▶ _Exercise aim_
Lines from the first one down to the one containing "indicate the pinwheel, a" in the data below are the only ones needed; please return them exactly, both ends included.

Saved entries
# # # # #

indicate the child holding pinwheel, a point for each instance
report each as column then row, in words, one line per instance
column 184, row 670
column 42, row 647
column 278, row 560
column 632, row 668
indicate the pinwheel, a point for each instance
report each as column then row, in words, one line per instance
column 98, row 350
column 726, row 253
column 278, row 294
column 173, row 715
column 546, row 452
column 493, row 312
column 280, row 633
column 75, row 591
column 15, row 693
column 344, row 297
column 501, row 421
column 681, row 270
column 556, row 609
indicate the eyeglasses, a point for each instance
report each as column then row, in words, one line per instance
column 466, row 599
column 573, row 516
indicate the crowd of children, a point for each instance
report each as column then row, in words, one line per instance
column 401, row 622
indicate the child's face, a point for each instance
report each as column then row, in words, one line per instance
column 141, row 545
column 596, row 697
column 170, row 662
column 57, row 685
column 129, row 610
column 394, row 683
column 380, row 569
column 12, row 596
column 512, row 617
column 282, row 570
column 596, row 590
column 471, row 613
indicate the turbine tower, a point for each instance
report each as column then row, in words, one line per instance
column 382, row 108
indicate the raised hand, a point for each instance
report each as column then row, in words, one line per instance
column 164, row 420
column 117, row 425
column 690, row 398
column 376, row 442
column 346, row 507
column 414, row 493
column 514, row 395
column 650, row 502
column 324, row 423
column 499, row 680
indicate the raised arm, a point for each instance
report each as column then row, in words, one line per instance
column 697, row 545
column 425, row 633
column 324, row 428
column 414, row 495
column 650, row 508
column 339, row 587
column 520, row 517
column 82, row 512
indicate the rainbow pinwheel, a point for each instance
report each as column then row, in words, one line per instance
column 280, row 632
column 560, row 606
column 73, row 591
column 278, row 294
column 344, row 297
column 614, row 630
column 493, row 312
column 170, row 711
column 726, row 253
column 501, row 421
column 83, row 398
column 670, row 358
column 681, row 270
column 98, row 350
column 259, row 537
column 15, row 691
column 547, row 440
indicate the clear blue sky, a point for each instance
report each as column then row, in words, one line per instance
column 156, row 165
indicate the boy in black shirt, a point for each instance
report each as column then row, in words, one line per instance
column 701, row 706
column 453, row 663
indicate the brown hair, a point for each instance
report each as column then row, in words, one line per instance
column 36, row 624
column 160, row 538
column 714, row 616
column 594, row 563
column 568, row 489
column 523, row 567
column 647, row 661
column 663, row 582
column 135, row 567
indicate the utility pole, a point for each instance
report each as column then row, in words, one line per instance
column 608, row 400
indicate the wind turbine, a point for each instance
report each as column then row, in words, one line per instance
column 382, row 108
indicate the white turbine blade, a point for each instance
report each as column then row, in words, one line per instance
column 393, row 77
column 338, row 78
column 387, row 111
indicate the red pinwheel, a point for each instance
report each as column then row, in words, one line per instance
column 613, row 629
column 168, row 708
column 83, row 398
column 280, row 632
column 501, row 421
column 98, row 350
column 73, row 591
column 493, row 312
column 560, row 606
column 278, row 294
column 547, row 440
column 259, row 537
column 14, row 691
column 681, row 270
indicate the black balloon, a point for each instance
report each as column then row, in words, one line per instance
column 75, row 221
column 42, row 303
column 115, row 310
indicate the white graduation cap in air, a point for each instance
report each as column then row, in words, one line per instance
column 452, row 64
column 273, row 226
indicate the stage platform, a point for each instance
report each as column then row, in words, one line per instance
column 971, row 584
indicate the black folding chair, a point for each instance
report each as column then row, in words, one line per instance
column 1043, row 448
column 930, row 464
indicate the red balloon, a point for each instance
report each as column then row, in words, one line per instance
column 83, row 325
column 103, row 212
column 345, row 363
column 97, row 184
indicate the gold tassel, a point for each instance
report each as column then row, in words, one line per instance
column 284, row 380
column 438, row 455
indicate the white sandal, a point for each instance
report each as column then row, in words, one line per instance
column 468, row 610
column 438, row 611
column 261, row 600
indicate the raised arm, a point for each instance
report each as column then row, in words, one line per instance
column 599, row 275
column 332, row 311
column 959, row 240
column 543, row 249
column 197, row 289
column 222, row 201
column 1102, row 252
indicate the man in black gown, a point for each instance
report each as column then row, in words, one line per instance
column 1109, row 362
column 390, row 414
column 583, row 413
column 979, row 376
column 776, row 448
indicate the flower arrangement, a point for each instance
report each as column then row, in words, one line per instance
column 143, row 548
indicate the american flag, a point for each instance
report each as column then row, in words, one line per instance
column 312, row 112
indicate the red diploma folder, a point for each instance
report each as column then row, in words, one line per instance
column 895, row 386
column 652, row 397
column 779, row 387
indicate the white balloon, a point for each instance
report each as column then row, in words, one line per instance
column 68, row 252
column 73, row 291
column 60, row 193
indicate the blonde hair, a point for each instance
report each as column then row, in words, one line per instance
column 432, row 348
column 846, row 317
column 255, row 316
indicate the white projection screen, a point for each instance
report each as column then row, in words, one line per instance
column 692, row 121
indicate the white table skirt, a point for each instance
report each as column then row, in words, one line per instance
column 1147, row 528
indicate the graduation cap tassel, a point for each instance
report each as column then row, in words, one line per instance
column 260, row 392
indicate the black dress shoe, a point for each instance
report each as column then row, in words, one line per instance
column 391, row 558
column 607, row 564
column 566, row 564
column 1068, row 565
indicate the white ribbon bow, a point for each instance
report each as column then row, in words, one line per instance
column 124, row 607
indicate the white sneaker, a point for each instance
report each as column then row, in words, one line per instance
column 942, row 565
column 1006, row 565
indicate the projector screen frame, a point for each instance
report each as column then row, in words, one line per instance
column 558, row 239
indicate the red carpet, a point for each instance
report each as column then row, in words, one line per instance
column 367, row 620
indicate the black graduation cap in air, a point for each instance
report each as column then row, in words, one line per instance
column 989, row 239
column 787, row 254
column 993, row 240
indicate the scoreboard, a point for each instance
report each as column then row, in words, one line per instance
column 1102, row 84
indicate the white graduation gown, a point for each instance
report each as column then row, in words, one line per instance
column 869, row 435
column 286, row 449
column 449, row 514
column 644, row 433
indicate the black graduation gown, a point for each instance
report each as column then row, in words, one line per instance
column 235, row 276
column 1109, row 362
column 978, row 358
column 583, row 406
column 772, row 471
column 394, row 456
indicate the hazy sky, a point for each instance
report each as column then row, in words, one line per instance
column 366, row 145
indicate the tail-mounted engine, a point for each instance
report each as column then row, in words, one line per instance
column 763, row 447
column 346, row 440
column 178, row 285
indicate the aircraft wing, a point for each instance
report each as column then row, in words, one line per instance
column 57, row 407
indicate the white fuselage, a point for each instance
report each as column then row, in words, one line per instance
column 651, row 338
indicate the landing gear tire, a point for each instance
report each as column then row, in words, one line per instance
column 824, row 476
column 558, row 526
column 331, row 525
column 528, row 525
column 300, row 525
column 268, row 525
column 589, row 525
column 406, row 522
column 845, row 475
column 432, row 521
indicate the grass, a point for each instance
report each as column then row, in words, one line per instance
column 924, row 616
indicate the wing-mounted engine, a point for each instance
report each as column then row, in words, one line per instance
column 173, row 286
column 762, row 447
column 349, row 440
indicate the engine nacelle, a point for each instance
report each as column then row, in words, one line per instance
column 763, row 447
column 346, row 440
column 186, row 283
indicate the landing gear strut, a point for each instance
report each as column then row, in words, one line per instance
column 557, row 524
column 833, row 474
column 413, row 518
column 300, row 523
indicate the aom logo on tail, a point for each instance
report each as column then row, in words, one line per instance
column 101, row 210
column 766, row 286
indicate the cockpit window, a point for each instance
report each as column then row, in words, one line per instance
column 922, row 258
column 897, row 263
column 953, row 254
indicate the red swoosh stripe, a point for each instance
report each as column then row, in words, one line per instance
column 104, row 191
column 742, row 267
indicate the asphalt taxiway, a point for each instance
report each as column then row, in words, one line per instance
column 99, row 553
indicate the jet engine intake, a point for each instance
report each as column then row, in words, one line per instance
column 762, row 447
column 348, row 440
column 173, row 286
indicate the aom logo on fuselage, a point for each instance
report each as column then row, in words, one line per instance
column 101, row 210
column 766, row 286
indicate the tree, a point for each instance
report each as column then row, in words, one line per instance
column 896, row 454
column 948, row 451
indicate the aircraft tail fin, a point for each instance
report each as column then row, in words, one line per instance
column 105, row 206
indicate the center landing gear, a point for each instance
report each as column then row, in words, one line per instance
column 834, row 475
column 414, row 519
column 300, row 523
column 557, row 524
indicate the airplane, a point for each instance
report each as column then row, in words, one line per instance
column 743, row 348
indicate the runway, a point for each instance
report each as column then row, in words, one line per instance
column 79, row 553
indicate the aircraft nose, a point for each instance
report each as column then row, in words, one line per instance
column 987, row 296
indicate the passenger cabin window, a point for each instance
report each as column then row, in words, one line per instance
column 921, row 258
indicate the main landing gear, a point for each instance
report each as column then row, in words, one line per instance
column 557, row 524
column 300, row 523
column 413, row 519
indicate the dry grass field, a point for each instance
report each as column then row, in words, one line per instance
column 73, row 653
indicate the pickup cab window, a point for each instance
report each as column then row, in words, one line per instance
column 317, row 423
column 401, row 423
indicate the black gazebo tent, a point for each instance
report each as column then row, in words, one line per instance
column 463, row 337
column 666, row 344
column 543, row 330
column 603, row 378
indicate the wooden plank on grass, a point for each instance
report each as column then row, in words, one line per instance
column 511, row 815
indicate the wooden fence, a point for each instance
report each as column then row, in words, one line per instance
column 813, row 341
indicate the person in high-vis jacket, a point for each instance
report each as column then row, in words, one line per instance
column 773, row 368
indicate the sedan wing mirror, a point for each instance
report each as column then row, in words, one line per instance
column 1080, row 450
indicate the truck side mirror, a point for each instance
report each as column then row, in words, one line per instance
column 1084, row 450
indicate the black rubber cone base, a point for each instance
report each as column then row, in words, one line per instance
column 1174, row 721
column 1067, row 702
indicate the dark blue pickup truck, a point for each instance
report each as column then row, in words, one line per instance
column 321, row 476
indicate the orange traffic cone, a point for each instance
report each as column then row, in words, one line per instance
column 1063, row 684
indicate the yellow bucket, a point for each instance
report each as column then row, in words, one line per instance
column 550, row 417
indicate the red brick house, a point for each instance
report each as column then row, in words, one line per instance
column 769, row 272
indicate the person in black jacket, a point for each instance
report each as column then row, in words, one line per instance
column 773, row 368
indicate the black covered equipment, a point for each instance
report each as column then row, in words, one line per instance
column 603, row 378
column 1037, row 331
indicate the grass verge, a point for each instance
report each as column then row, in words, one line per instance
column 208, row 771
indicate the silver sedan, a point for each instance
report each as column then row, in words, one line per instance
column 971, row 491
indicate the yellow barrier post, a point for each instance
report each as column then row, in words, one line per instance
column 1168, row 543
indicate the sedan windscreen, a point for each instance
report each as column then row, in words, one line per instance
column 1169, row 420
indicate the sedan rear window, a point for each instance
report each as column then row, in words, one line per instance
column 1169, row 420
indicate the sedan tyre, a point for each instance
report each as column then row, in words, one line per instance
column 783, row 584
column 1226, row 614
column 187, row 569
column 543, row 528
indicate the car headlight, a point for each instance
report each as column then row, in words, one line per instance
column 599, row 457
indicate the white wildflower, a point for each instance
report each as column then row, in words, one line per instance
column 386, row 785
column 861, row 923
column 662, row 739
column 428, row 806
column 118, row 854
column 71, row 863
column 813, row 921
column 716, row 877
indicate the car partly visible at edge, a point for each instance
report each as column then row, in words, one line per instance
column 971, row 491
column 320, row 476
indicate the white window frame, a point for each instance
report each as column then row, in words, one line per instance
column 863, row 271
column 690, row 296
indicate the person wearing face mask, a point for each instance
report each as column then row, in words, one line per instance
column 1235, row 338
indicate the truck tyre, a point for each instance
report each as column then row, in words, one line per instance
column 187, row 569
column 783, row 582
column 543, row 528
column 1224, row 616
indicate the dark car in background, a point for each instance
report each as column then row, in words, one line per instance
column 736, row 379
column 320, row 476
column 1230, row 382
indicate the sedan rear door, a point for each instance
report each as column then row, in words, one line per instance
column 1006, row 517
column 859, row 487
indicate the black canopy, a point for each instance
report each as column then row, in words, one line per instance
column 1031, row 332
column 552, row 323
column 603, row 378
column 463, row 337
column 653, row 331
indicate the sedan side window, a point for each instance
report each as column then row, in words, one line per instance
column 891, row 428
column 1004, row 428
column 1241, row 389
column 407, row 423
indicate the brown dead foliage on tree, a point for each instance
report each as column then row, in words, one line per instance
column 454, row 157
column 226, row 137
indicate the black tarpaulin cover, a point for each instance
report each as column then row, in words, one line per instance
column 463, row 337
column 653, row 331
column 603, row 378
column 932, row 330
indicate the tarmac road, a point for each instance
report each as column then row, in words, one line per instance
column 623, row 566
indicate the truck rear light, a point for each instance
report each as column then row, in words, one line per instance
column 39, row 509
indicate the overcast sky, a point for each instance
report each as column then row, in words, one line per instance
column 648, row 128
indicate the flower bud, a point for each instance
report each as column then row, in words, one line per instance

# # # # #

▶ _Task response_
indicate the child holding pinwheel, a point for each instance
report each as column then row, in words, one line per instance
column 184, row 670
column 42, row 647
column 278, row 560
column 632, row 668
indicate the pinwheel, a point for each instance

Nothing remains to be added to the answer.